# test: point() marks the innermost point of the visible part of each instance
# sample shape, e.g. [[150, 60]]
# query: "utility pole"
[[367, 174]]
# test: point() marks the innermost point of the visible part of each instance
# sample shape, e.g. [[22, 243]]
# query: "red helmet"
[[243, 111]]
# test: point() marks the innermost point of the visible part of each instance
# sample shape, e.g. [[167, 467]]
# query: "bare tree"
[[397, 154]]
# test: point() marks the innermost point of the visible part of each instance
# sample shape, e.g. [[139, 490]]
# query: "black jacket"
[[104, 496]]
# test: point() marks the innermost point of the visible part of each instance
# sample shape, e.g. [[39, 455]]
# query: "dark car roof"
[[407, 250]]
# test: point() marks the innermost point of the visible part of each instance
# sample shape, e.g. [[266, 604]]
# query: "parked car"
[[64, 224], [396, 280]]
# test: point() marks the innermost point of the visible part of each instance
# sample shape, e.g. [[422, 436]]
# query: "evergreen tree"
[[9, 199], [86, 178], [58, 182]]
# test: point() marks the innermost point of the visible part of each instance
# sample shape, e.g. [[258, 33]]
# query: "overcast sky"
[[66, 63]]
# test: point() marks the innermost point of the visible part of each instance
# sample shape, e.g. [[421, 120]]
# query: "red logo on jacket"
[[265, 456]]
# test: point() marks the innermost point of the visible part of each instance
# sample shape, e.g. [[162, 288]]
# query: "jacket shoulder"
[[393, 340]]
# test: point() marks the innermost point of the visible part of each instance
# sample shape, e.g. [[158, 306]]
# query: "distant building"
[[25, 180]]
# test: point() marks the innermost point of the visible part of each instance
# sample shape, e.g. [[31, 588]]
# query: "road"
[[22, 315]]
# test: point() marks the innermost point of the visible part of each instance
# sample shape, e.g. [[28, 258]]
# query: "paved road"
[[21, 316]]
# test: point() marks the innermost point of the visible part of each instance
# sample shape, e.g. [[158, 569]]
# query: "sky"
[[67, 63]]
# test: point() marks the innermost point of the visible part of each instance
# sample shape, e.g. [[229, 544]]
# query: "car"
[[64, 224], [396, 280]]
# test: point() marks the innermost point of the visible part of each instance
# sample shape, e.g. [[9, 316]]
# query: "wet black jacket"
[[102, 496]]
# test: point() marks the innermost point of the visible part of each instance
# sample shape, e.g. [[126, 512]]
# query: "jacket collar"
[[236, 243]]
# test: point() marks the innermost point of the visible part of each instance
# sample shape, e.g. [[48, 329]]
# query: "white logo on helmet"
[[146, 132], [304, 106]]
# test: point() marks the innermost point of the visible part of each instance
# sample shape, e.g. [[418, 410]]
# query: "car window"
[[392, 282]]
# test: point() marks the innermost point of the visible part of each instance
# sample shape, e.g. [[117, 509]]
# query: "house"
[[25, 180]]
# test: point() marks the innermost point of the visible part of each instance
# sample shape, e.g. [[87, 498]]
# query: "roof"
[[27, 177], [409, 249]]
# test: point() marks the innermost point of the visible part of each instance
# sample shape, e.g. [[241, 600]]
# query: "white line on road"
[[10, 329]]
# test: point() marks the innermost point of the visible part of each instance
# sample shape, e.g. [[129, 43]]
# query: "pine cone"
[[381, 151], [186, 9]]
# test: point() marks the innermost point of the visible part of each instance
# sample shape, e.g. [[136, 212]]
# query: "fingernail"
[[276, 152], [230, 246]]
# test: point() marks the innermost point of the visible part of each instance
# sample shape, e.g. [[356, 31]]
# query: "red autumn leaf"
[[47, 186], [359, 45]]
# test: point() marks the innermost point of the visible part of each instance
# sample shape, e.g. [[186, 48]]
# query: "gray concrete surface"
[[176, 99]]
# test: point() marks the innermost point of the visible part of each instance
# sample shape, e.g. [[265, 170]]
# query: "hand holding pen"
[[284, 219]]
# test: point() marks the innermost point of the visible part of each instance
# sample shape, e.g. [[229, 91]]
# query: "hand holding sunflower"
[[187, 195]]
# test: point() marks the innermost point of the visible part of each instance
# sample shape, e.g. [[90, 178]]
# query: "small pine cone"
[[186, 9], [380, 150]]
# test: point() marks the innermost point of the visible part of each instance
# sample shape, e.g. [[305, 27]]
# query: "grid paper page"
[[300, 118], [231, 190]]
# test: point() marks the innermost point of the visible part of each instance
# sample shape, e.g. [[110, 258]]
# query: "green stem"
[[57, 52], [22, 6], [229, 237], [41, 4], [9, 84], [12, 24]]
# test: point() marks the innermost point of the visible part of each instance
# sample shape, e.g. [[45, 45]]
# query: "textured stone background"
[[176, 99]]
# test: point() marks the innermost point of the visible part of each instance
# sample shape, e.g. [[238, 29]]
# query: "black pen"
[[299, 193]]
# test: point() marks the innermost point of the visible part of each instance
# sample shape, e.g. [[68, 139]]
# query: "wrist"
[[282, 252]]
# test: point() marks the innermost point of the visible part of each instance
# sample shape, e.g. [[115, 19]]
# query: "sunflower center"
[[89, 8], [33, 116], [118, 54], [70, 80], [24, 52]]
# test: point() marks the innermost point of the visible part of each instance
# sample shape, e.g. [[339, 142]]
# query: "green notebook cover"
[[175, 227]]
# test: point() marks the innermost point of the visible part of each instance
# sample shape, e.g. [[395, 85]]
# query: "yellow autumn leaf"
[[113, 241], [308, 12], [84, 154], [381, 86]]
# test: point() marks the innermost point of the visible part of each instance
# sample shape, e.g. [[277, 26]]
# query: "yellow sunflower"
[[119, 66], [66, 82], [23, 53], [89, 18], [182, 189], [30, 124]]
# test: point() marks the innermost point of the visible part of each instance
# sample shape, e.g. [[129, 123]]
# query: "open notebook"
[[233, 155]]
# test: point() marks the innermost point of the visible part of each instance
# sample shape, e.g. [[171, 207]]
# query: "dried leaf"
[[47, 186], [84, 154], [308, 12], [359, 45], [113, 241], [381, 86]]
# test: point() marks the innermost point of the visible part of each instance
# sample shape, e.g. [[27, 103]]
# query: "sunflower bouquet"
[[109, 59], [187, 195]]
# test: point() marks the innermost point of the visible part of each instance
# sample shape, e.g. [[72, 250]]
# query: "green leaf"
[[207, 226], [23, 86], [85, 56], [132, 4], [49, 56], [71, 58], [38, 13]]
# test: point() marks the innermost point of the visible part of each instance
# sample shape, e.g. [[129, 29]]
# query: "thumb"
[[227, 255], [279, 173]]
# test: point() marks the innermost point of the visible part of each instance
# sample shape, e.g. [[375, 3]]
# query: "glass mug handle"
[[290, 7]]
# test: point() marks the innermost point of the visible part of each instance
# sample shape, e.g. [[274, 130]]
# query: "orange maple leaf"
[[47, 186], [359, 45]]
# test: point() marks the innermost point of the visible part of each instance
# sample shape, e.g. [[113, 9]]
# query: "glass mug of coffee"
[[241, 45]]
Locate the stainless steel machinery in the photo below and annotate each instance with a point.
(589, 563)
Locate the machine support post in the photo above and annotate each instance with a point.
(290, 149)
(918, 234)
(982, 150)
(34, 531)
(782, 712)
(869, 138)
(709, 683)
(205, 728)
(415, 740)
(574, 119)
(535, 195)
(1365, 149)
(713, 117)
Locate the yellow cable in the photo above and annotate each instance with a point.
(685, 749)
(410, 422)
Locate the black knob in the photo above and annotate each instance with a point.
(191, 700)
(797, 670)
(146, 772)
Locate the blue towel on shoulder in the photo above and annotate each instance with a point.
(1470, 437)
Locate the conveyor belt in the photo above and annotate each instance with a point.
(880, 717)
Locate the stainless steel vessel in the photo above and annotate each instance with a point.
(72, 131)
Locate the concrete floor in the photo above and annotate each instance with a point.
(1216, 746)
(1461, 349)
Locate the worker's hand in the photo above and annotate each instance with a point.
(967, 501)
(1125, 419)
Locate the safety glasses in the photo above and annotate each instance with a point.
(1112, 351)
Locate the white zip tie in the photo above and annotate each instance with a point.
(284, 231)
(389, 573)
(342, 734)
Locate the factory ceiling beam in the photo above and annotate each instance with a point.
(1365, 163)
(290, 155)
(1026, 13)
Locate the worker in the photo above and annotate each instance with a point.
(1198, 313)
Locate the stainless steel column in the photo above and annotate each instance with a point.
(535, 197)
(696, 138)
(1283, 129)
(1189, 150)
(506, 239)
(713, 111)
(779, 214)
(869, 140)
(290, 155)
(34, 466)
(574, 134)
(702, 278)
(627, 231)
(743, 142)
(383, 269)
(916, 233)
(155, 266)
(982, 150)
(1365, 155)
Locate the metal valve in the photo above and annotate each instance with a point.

==============================

What you have to do:
Copy only this span: the line that contains "Locate the black", the last line, and every line between them.

Answer:
Locate the black knob in the photo above and annotate each instance with a point.
(191, 700)
(797, 670)
(146, 772)
Locate the blue towel on shoulder in the photo above and annotate each instance with a point.
(1470, 437)
Locate the conveyor belt in the photo above and annotate each instance with a point.
(880, 717)
Locate the stainless steel vessel in the photo above and annotate each instance with a point.
(72, 131)
Locate the concrete floor in the photo above and annotate each instance with a point.
(1216, 746)
(1461, 349)
Locate the worker's hand in the photo above and annotate each instance with a point.
(967, 501)
(1125, 419)
Locate the safety glasses in the photo above and annotate each instance with a point.
(1112, 351)
Locate the white zip tie in the photo above and annotate each instance with a point.
(284, 231)
(389, 573)
(342, 734)
Locate the factory ceiling beam in the photo above and annotate each instance with a point.
(1365, 163)
(290, 155)
(1026, 13)
Locate the worker in the photo above and annotate each instance with a point.
(1198, 313)
Locate the stainless steel column in the photo above and annotate each instance with a point.
(535, 197)
(696, 138)
(1283, 129)
(1189, 150)
(506, 239)
(713, 111)
(779, 214)
(869, 140)
(290, 155)
(34, 466)
(574, 134)
(702, 278)
(627, 231)
(743, 142)
(383, 269)
(916, 233)
(155, 266)
(982, 150)
(1365, 155)
Locate the metal valve in the photo above and annotate each instance with a point.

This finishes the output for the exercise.